* **Exercise aim**
Rewrite the items below, replacing every occurrence of "saffron robe" with "orange robe" and leaving everything else unchanged. Omit the pictures from your answer.

— begin Dataset excerpts —

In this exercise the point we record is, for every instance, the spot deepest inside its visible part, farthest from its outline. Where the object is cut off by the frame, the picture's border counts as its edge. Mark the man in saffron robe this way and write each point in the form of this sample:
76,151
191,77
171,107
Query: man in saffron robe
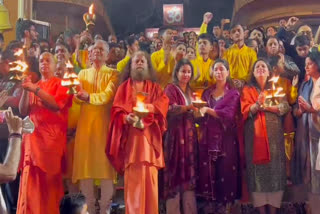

— end Dataset excerpts —

* **Result of this exercise**
In this exercise the point we record is, for every instance, the spot deepest inside its visible part, farthest from its outline. Where the object is cut off by the frame, the picture's border counts as its edge. Mark the man in orange robe this way and write each point in the form of this sample:
76,151
191,77
171,107
Query: man in orange robe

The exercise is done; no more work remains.